### [Quoted passage]
Big Five Personality Traits
OCEAN (Big Five) is by far the most evidenced-based personality trait model available today. It has been studied by psychologists for decades, and each of the five traits it proposes has been independently rediscovered via statistical surveys in large samples of people. This doesn’t mean the model is perfect. For example, it may be missing additional traits, as we will see. But it is a great starter tool to find stable aspects of your personality, and test them again in five years and see how stable they really are.
The better any model assesses your traits, the better you’ll know who you are now, and what kind of work fits your current strengths, and what kind of work will also move you toward where you want to go, over time. The Big Five traits, and some of their correlated or consequential traits (in parentheses) are:
Openness (Informed, Creative)
Conscientiousness (Organized, Determined)
Extraversion (Sociable, Self–Confident)
Agreeableness (Accepting, Cooperative)
Neuroticism (Anxious, Stressed)

### [Data to examine]

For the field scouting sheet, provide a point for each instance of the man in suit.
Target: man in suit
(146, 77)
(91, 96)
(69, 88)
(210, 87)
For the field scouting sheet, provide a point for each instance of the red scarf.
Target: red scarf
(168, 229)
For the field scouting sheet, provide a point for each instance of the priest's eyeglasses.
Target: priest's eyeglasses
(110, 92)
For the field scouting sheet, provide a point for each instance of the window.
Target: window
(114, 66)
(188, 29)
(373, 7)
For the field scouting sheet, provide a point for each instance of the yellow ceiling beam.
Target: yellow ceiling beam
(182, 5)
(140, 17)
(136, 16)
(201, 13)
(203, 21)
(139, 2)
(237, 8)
---
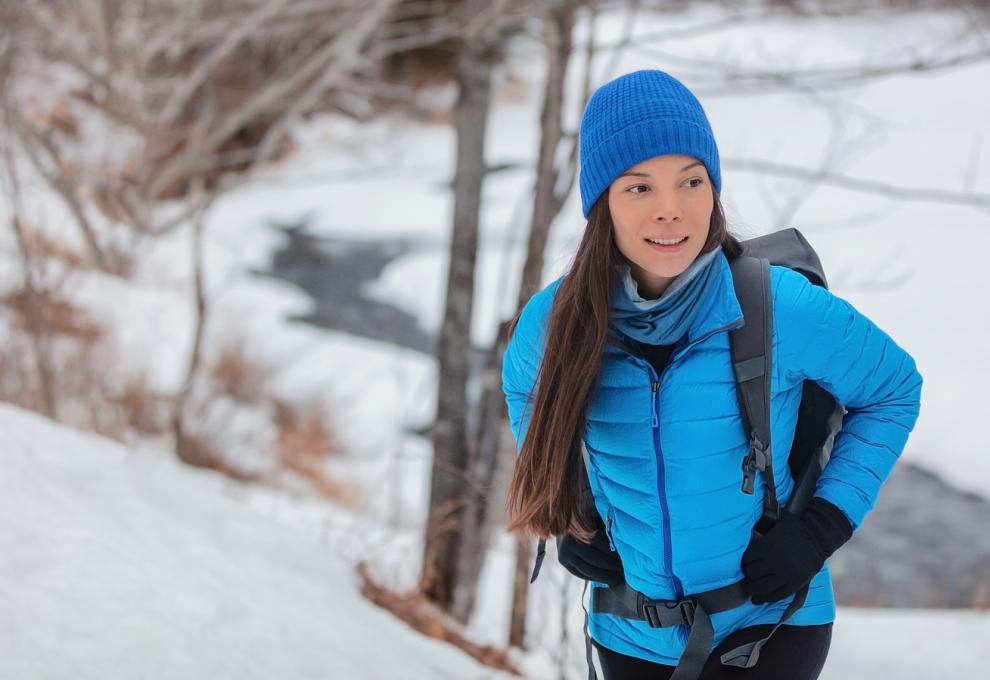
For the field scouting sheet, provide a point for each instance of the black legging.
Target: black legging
---
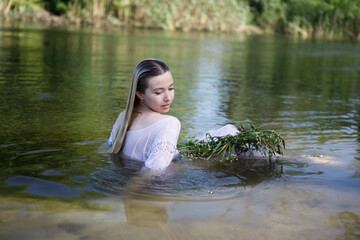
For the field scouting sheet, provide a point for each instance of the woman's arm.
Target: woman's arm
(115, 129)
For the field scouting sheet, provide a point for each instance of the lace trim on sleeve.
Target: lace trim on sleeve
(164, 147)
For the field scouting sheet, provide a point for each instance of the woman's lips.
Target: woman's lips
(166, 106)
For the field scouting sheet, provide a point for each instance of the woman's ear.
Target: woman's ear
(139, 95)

### [Activity 1]
In the passage on the Big Five personality traits above, which two correlated or consequential traits are given in parentheses for Conscientiousness?
### [Activity 2]
Resume the passage on the Big Five personality traits, picking up after its list of the five traits.

### [Exercise result 1]
Organized and Determined.

### [Exercise result 2]
A free 25 question version is available at Psychology Today’s site. Where do you fall on each of these traits? Our differing levels of each trait can account for many of our thinking and behavior differences, and there is a large number of possible combinations. While single standard deviations above or below the mean on any trait are healthy, extreme variances in any of them can cause problems, even personality disorders.
The model can help explain why one person prefers to drift from job to job for years, highly open to new experiences and so agreeable that they are happy finding a personally meaningful but low-paying career, while another picks one specialty early in life and conscientiously and neurotically climbs the ranks to early wealth and status. A good introductory book on the Big Five is Daniel Nettle’s Personality: What Makes You The Way You Are (2009). Using molecular, genetic and fMRI techniques, Nettle and other psychologists have found that about half of the variance in our Big Five traits is genetic, and the other half is due to environmental factors that we can influence.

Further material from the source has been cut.